- _DEINE AUFGABEN_
1. Welche Verordnung verpflichtet laut dem Text über den Bundestrojaner jeden größeren Provider, SINA-Boxen in seinem Netz zu installieren?
2. Gib den Abschnitt des Textes über den Bundestrojaner wieder, beginnend bei "Denn der Staat" und endend bei "weiteren Zwecken umbauen.", und tausche dabei "Provider" gegen "Internetanbieter" aus.

------ LESETEXT ------

Bundestrojaner, Sina-Boxen und Mailüberwachung

isotopp image Kristian Köhntopp -
March 11, 2007
a featured image

Der Artikel Der Bundestrojaner durchdekliniert hat, wenn man nach den Trackbacks und den Kommentaren geht, einiges Echo hervorgerufen.

Einige der derzeit kursierenden Kommentare und Theorien zum Bundestrojaner sind aber Unsinn und ich bin in der Position, das vielleicht ein wenig gerade zu ziehen. So heißt es erstmals bei Telepolis: Heimliche Online-Durchsuchungen sind möglich :

Denn der Staat hat bereits eine vollständige Infrastruktur für Man-In-The-Middle-Angriffe auf jegliche elektronische Telekommunikation: die [extern] SINA-Boxen bzw. IMS (Interception Management Systems). Diese Geräte muss ein jeder größerer Provider in seinem Netz installiert haben, dazu verpflichtet ihn die TKÜV. Denn über diese Geräte ist die [extern] Möglichkeit des Abhörens jeglicher Telekommunikation implementiert. SINA-Boxen ließen sich ohne großen Aufwand zu weiteren Zwecken umbauen.

Dies wird in Mitarbeiter von Antiviren-Software werden zur Mitarbeit gedrängt aufgegriffen:

Mitarbeiter des Magazins von Telepolis halten den Einsatz von Trojanern für möglich und jeglichen Schutz dagegen für schwierig. Deren Ansicht nach könnte der Staat den Vertreib ihrer Durchleuchtungssoftware mit vergleichsweise wenig Aufwand realisieren. Von statten gehen soll dies unter unter Mithilfe der Modifikation der SINA-Boxen. (Sichere Inter-Netzwerk Architektur) Zu dessen Einbau ist jeder größere Internetanbieter verpflichtet. Durch das Verfremden eines beliebigen Downloads kann der staatliche Angriffscode auf dem heimischen Rechner implantiert werden.

------ VORLIEGENDE DATEN ------

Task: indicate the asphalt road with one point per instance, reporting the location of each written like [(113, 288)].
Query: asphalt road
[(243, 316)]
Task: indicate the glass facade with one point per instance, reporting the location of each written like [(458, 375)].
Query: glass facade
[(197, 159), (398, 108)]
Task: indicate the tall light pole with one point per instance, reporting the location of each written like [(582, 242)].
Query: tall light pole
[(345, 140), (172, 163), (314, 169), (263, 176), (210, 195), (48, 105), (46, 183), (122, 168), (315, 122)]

------

- _LÖSUNGEN_
1. Die TKÜV.

2.
Denn der Staat hat bereits eine vollständige Infrastruktur für Man-In-The-Middle-Angriffe auf jegliche elektronische Telekommunikation: die [extern] SINA-Boxen bzw. IMS (Interception Management Systems). Diese Geräte muss ein jeder größerer Internetanbieter in seinem Netz installiert haben, dazu verpflichtet ihn die TKÜV. Denn über diese Geräte ist die [extern] Möglichkeit des Abhörens jeglicher Telekommunikation implementiert. SINA-Boxen ließen sich ohne großen Aufwand zu weiteren Zwecken umbauen.